SELECTED PASSAGE below:

Will_Sawin11 May 2012 06:21:55AM7 points [-]

I think the correct objection is something you can't quite see in google maps. If you program an AI to do nothing but output directions, it will do nothing but output directions. If those directions are for driving, you're probably fine. If those directions are big and complicated plans for something important, that you follow without really understanding why you're doing (and this is where most of the benefits of working with an AGI will show up), then you could unknowingly take over the world using a sufficiently clever scheme.

Also note that it would be a lot easier for the AI to pull this off if you let it tell you how to improve its own design. If recursively self-improving AI blows other AI out of the water, then tool AI is probably not safe unless it is made ineffective.

This does actually seem like it would raise the bar of intelligence needed to take over the world somewhat. It is unclear how much. The topic seems to me to be worthy of further study/discussion, but not (at least not obviously) a threat to the core of SIAI's mission.

End of SELECTED PASSAGE.
LISTED ENTRIES below:

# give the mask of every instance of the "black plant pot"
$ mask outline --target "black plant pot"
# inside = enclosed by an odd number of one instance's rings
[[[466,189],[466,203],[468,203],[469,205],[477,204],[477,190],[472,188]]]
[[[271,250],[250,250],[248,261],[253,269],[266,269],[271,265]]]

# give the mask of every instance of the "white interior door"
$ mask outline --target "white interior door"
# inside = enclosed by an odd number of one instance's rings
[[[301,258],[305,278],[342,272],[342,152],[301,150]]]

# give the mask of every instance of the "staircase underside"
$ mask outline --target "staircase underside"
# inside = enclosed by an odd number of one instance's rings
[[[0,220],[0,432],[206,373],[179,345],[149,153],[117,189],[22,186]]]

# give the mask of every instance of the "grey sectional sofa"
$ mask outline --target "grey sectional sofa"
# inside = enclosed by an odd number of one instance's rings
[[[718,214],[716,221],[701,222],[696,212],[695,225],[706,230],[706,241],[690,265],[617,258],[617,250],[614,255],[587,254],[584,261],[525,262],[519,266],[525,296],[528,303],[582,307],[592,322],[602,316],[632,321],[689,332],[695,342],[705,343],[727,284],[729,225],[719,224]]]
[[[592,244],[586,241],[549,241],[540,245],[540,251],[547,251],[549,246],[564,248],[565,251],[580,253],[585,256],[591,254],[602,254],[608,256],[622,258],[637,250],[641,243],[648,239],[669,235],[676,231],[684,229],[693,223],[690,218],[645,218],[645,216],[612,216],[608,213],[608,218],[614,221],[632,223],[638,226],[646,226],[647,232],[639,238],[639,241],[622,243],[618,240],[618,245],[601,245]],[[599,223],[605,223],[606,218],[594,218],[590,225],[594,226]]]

End of LISTED ENTRIES.

EXERCISES TO COMPLETE
a) Decide whether each statement agrees with the comment on tool AI, answering yes or no and quoting the words of the comment that decide it: (i) Following an AI's directions for driving is probably fine. (ii) The topic is an obvious threat to the core of SIAI's mission. (iii) It is clear how much the bar of intelligence needed to take over the world is raised.
b) Continue the comment on tool AI from its last sentence.
The saved entries are separate material, unrelated to the comment on tool AI.

ANSWERS
a)
(i) Yes: "If those directions are for driving, you're probably fine."
(ii) No: "but not (at least not obviously) a threat to the core of SIAI's mission."
(iii) No: "It is unclear how much."

b)
Will_Sawin27 March 2012 02:38:28AM3 points [-]

I don't feel like my apathy is abnormal in and of itself, but combined with being more aware of the big picture, and thinking more about the future, it seems more troubling. Most people have nothing but the life in front of their noses, working at a grocery store or whatever, and so their listlessness is entirely natural. I'm different. Like you, and like many people on this site, I have vision, I can see that the world is at a crossroads and that I have the potential to change its course. And yet, I still feel nothing, while it seems like the rest of you are enthusiastic.

This is roughly how I feel as well.

In response to comment by Eugine_Nier on Biased Pandemic
Will_Sawin14 March 2012 06:55:58AM0 points [-]

It seems to me that it is more about a certain personality type than intelligence. I know highly intelligent people who would not ask the smartest or most knowledgeable person what to do because they damn well want to figure it out for themselves.

In response to comment by Kaj_Sotala on Biased Pandemic
Will_Sawin14 March 2012 12:37:04AM0 points [-]

Barring communication usually works, though the cure is generally considered to be worse than the disease.

Will_Sawin01 February 2012 01:54:11AM0 points [-]

Yes. Because you're huffing priors. Twice as much, in fact - we have to make up one number, you have to make up two.

Will_Sawin31 January 2012 11:22:13PM0 points [-]

How do you choose the interval? I have not been able to see any method other than choosing something that sounds good (choosing the minimum and maximum conceivable would lead to silly Pascal's Wager - type things, and probably total paralysis.)

The discontinuity: Suppose you are asked to put a fair price f(N) on a bet that returns N if A occurs and 1 if it does not. The function f will have a sharp bend at 1, equivalent to a discontinuity in the derivative.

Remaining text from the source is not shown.